Extract every line of the material below and reproduce it faithfully.
--
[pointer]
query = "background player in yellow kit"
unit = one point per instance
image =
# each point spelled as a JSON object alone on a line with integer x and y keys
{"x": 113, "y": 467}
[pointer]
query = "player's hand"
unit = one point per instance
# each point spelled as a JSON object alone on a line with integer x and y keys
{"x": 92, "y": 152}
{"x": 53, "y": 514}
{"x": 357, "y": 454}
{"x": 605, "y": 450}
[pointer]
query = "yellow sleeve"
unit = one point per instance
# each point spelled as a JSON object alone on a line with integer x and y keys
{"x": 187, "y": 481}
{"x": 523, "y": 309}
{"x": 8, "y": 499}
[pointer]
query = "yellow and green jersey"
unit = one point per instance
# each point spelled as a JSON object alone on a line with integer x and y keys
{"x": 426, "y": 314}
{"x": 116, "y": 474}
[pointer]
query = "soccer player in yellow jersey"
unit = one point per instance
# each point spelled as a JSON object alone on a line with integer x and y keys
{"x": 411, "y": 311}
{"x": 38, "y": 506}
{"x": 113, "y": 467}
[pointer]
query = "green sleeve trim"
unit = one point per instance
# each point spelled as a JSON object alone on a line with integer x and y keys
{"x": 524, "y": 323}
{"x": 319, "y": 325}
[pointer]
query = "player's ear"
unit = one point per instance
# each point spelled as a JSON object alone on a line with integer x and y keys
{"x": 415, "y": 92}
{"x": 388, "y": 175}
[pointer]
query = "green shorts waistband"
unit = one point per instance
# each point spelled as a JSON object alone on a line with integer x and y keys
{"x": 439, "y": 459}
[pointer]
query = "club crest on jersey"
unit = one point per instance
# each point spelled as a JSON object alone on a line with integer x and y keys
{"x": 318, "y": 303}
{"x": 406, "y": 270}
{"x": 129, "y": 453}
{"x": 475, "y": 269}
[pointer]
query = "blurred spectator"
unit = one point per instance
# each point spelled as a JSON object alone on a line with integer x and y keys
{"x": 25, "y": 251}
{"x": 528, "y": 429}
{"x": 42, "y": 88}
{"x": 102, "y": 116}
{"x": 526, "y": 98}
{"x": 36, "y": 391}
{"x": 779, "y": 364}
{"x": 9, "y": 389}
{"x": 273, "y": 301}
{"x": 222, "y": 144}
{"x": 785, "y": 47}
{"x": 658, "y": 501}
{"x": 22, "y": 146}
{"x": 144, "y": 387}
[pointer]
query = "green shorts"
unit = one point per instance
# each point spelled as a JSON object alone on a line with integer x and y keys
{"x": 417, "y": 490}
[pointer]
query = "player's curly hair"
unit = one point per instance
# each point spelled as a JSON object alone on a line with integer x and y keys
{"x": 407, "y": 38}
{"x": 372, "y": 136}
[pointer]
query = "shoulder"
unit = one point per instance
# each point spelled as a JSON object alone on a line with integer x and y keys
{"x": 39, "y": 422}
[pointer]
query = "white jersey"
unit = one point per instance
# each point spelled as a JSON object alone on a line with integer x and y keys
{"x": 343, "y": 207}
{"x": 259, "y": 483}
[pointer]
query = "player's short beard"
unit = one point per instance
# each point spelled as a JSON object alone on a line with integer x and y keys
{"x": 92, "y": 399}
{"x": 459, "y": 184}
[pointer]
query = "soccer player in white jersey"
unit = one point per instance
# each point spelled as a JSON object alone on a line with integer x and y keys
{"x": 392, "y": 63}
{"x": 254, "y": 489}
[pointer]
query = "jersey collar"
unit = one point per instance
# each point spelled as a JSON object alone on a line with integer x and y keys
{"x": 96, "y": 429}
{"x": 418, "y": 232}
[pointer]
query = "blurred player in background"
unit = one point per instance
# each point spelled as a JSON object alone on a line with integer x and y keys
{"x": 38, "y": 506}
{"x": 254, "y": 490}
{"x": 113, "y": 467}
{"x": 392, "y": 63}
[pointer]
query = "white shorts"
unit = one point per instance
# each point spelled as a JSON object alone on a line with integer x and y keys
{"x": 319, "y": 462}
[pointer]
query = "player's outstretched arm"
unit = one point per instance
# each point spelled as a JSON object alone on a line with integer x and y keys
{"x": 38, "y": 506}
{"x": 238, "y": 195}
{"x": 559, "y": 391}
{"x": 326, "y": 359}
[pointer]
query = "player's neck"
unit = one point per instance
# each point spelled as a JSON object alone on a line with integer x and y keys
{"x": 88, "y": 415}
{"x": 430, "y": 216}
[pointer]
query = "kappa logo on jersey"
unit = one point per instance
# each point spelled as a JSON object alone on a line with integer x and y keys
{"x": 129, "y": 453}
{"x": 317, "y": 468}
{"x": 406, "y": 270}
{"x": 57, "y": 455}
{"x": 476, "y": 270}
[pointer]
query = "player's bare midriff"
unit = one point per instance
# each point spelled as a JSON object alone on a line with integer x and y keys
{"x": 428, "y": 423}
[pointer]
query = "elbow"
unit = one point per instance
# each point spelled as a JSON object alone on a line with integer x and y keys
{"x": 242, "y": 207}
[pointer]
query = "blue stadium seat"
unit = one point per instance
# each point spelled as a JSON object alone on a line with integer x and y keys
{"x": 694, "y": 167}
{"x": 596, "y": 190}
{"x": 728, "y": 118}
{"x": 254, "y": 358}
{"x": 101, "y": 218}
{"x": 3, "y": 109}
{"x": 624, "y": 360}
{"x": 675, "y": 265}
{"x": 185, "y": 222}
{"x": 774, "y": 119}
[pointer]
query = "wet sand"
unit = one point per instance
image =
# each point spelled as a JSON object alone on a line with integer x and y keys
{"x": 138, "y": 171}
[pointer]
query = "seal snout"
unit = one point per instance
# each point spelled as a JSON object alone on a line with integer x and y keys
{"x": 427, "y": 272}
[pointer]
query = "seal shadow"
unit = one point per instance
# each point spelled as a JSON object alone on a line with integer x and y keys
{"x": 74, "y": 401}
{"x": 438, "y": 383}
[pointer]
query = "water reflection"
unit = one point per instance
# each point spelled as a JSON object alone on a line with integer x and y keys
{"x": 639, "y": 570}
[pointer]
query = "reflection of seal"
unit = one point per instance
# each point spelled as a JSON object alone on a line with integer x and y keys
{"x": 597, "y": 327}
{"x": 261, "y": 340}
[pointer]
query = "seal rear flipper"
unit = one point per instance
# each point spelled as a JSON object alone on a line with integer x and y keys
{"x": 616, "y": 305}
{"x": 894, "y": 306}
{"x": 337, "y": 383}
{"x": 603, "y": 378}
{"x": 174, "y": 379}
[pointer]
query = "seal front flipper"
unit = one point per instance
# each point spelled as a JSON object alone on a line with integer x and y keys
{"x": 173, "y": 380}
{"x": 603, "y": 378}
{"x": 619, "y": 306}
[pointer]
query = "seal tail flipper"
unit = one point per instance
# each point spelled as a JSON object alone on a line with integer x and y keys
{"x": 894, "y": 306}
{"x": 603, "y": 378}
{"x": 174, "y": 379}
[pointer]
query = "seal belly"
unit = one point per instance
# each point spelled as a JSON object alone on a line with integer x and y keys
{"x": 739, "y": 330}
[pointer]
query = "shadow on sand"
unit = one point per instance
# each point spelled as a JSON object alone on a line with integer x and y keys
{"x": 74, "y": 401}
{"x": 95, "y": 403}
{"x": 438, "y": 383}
--
--- Solution for this problem ---
[pointer]
query = "background player in yellow kit"
unit = one point per instance
image =
# each point spelled as a JSON object alone on a line with integer x and y keys
{"x": 113, "y": 467}
[pointer]
query = "player's hand"
unit = one point per instance
# each point spelled as a JSON object alone on a line with integer x and y keys
{"x": 92, "y": 152}
{"x": 53, "y": 514}
{"x": 357, "y": 454}
{"x": 605, "y": 450}
[pointer]
query = "yellow sleeve"
unit = one point per instance
# each point spelled as a JSON object alone on a line with integer x and y keys
{"x": 187, "y": 481}
{"x": 523, "y": 309}
{"x": 8, "y": 499}
[pointer]
query = "yellow and green jersey"
unit = one point per instance
# each point spelled as a JSON object alone on a line with integer x and y keys
{"x": 426, "y": 314}
{"x": 116, "y": 474}
[pointer]
query = "soccer player in yellow jersey"
unit = one point per instance
# each point spelled as a JSON object alone on a line with integer x and y keys
{"x": 411, "y": 311}
{"x": 38, "y": 506}
{"x": 113, "y": 467}
[pointer]
query = "green sleeve trim"
unit = one point per instance
# each point spelled as a JSON object alone on a line with integer x and y keys
{"x": 524, "y": 323}
{"x": 319, "y": 325}
[pointer]
query = "player's ear"
unit = one point per instance
# each point spelled as a JSON object alone on a line with integer x and y keys
{"x": 415, "y": 92}
{"x": 388, "y": 175}
[pointer]
query = "green shorts waistband"
unit = one point per instance
# each point spelled as a JSON object alone on a line with integer x and y keys
{"x": 439, "y": 459}
[pointer]
query = "club crest on jersey"
unit = one point per instance
# each point spelled as a JSON object alone on a line with integer x and y keys
{"x": 318, "y": 303}
{"x": 406, "y": 270}
{"x": 129, "y": 453}
{"x": 475, "y": 269}
[pointer]
query = "blurred spectator"
unit = one point per instance
# each point spelled as a JSON object alone on a line with integer x and y keys
{"x": 25, "y": 251}
{"x": 528, "y": 429}
{"x": 42, "y": 88}
{"x": 102, "y": 116}
{"x": 526, "y": 98}
{"x": 36, "y": 391}
{"x": 779, "y": 364}
{"x": 9, "y": 389}
{"x": 273, "y": 301}
{"x": 222, "y": 144}
{"x": 785, "y": 47}
{"x": 658, "y": 501}
{"x": 22, "y": 146}
{"x": 144, "y": 387}
[pointer]
query = "green shorts"
unit = one point per instance
# each point spelled as a JSON object alone on a line with integer x and y keys
{"x": 417, "y": 490}
[pointer]
query = "player's curly hair"
unit = one point per instance
# each point spelled as a JSON object alone on a line with integer x and y keys
{"x": 407, "y": 38}
{"x": 372, "y": 136}
[pointer]
query = "shoulder"
unit = one point per instance
# each point spelled as a JSON object alone on a line with integer x and y keys
{"x": 39, "y": 422}
[pointer]
query = "white jersey"
unit = one point per instance
# each point spelled as a JSON object alone on a line with integer x and y keys
{"x": 343, "y": 207}
{"x": 259, "y": 483}
[pointer]
query = "player's short beard"
unit = one point per instance
# each point spelled as a JSON object alone on a line with integer x and y keys
{"x": 92, "y": 399}
{"x": 459, "y": 184}
[pointer]
query = "soccer player in white jersey"
unit = one point per instance
# each point spelled as a JSON object alone on a line with integer x and y keys
{"x": 392, "y": 63}
{"x": 254, "y": 489}
[pointer]
query = "jersey collar"
unit = one point per instance
# each point spelled as a JSON object alone on a line with integer x and y keys
{"x": 96, "y": 429}
{"x": 418, "y": 232}
[pointer]
query = "blurred player in background"
unit = one point per instance
# each point spelled as a JSON object alone on a line with integer x and y keys
{"x": 38, "y": 506}
{"x": 254, "y": 490}
{"x": 113, "y": 467}
{"x": 392, "y": 63}
[pointer]
query = "white shorts"
unit = one point per instance
# each point spelled as a JSON object alone on a line with integer x and y keys
{"x": 319, "y": 462}
[pointer]
query = "player's outstretched arm"
unit = one point per instance
# each point spelled as a JSON object alone on a line with integer x and y keys
{"x": 38, "y": 506}
{"x": 238, "y": 195}
{"x": 559, "y": 391}
{"x": 326, "y": 359}
[pointer]
query = "player's neck"
unit = one point per instance
# each point spelled as a JSON object alone on a line with integer x and y keys
{"x": 88, "y": 415}
{"x": 430, "y": 216}
[pointer]
query = "kappa logo on jersey"
unit = one point per instance
# each point spelled as a JSON object alone on a line with integer x and y keys
{"x": 129, "y": 453}
{"x": 317, "y": 468}
{"x": 406, "y": 270}
{"x": 57, "y": 455}
{"x": 476, "y": 270}
[pointer]
query = "player's bare midriff"
unit = one point per instance
# each point spelled as a JSON object alone on a line with integer x and y keys
{"x": 428, "y": 423}
[pointer]
query = "elbow"
unit = one point per instance
# each point spelled as a JSON object alone on a line with integer x and y keys
{"x": 242, "y": 207}
[pointer]
query = "blue stadium seat"
unit = one point per instance
# each point spelled as a JSON object alone on a line with integer x and y keys
{"x": 694, "y": 167}
{"x": 596, "y": 190}
{"x": 728, "y": 118}
{"x": 254, "y": 358}
{"x": 101, "y": 218}
{"x": 3, "y": 109}
{"x": 624, "y": 360}
{"x": 675, "y": 265}
{"x": 185, "y": 222}
{"x": 774, "y": 119}
[pointer]
query = "wet sand"
unit = one point per instance
image =
# each point spelled as a JSON object alone on a line with integer x and y keys
{"x": 138, "y": 171}
[pointer]
query = "seal snout"
unit = one point per instance
# each point spelled as a JSON object alone on a line with integer x and y keys
{"x": 427, "y": 272}
[pointer]
query = "seal shadow"
unit = one point per instance
# each point spelled as a JSON object alone on a line with integer x and y keys
{"x": 74, "y": 401}
{"x": 438, "y": 383}
[pointer]
query = "water reflection"
unit = one point per instance
# each point spelled as a JSON object alone on a line with integer x and y keys
{"x": 639, "y": 570}
[pointer]
query = "reflection of seal"
unit = one point per instance
# each point spelled as a JSON object alone on a line with integer x and y keys
{"x": 597, "y": 327}
{"x": 261, "y": 340}
[pointer]
query = "seal rear flipper"
unit = one point per instance
# each point spelled as a JSON object alone on a line with integer x and y keys
{"x": 616, "y": 305}
{"x": 894, "y": 306}
{"x": 337, "y": 383}
{"x": 603, "y": 378}
{"x": 174, "y": 379}
[pointer]
query = "seal front flipper"
unit = one point per instance
# each point spelled as a JSON object alone on a line with integer x and y keys
{"x": 173, "y": 380}
{"x": 603, "y": 378}
{"x": 619, "y": 306}
[pointer]
query = "seal tail flipper"
unit = one point per instance
# each point spelled as a JSON object alone on a line with integer x and y keys
{"x": 894, "y": 306}
{"x": 603, "y": 378}
{"x": 174, "y": 379}
[pointer]
query = "seal belly"
unit = one point per instance
# each point spelled as a JSON object alone on a line with integer x and y keys
{"x": 739, "y": 330}
[pointer]
query = "shadow on sand"
unit = one point per instance
# each point spelled as a JSON object alone on a line with integer x and y keys
{"x": 74, "y": 401}
{"x": 95, "y": 403}
{"x": 438, "y": 383}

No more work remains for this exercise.